[Excerpts from a dataset]

* * *

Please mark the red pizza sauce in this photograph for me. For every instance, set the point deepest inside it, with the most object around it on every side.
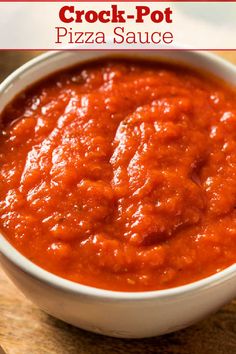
(121, 174)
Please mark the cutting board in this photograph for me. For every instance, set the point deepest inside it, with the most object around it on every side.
(24, 329)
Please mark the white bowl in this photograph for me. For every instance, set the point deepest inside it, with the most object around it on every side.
(118, 314)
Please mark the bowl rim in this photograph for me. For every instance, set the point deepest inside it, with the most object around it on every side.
(19, 260)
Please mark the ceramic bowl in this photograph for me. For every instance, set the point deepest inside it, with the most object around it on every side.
(118, 314)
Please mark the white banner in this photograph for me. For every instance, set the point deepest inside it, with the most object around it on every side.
(121, 25)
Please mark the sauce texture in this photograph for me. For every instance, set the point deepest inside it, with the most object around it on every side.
(121, 174)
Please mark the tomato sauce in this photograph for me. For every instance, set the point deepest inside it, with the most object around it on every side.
(121, 174)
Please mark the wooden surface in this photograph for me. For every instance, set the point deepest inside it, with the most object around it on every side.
(24, 329)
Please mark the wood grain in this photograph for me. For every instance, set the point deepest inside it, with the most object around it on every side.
(24, 329)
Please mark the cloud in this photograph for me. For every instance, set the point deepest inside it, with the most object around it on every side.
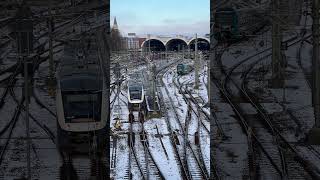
(172, 28)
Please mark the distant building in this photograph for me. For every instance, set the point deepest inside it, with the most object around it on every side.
(132, 41)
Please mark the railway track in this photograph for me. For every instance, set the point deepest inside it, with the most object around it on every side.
(228, 95)
(190, 165)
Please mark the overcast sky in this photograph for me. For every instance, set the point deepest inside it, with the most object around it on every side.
(161, 17)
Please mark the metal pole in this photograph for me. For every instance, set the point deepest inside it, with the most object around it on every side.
(26, 78)
(316, 63)
(50, 54)
(149, 46)
(27, 115)
(196, 64)
(276, 41)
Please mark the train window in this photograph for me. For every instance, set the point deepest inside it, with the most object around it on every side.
(82, 106)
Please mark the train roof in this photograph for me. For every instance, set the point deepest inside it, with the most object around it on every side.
(79, 67)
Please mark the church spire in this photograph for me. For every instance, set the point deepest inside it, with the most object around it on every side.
(115, 24)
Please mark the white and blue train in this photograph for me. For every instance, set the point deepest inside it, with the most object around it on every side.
(82, 109)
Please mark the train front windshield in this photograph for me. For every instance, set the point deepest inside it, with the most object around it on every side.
(82, 106)
(135, 92)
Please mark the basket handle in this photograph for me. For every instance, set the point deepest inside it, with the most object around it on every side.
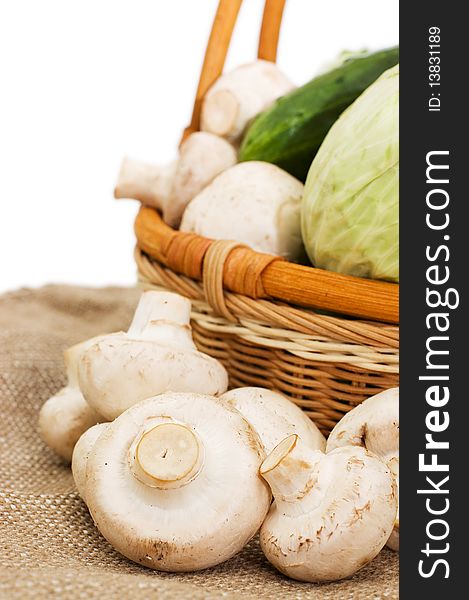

* * *

→ TASK GOAL:
Pictures are to be left out, while the records are copied word for word.

→ ANSWER SPACE:
Please mark the red pizza sauce in this photograph for me. For every instance, set the point deepest inside it, with the most object around it on every side.
(121, 174)
Please mark the cutting board in this photograph for me. For every instance, set the point deepest inside it, with the most object around it on every side.
(24, 329)
Please mark the white bowl in this photograph for me. For every instance, set the point deepest inside it, with the most object around it on every side.
(118, 314)
Please mark the bowl rim in this photograph for me. For every instance, set the point deepest inside it, with the most object around it on every side.
(19, 260)
Please mark the ceramic bowl in this photograph for me. For every instance, set the point deepest inside it, with the most object around it on every side.
(118, 314)
Please mark the white banner in this photograph for me. For every instance, set the point deepest inside it, with the most object around it on every side.
(121, 25)
Please mark the sauce texture in this photograph for me. For every instance, set the point deepest inside it, with the most object around it on every side.
(121, 174)
Please mark the tomato sauce in this photograph for me. For every instance, set the point deepest inside it, with the most object around it on every side.
(121, 174)
Please mark the wooden surface in this photograph for me. For every instance, set the point deepest inside it, with the most object around it on every side.
(24, 329)
Please mark the wood grain in this photograph for me. For every instance, set the point deepest inside it, with the most object around it on every side.
(24, 329)
Please mark the cloud in this photograph for me. For every instance, set the point deepest inside it, with the most object around it on every side.
(172, 28)
Please mark the distant building in this photograph for me. For every instance, set the point deepest inside it, with the most object around it on every side.
(132, 41)
Please mark the railway track in this photograph for me. For every instance, set the point deepest inside it, with the most object around it on every side.
(228, 95)
(190, 165)
Please mark the overcast sky in this photograph for me. For every instance, set the point deepest inside it, with the most object around it on every side.
(161, 17)
Please mark the metal pole in this photograph for me. For every instance, set the point deepest inside it, with the most object around it on every side.
(26, 78)
(316, 63)
(50, 54)
(149, 46)
(27, 115)
(196, 64)
(276, 41)
Please mark the train window in this photograph for me. For every instance, set the point deepest inside it, with the most object around it on every side.
(82, 106)
Please mark the train roof in this photograph for me. For every instance, set the point deepest inside it, with the most object around it on every side.
(79, 67)
Please mark the church spire in this photograph for me. For every instance, set the point deepest inside it, with the most object around it on every side.
(115, 24)
Please mark the white and blue train in this photograph for me. For every instance, set the point deepest inside it, with the most object around it on every side.
(82, 109)
Please mark the train front windshield in this photograph for me. For every instance, set the point deepest inside it, with the most object around it on every side.
(82, 106)
(135, 92)
Please mark the basket handle in this photograph for me. For every instance, set the point deepest inside it, with the most object around it on every side.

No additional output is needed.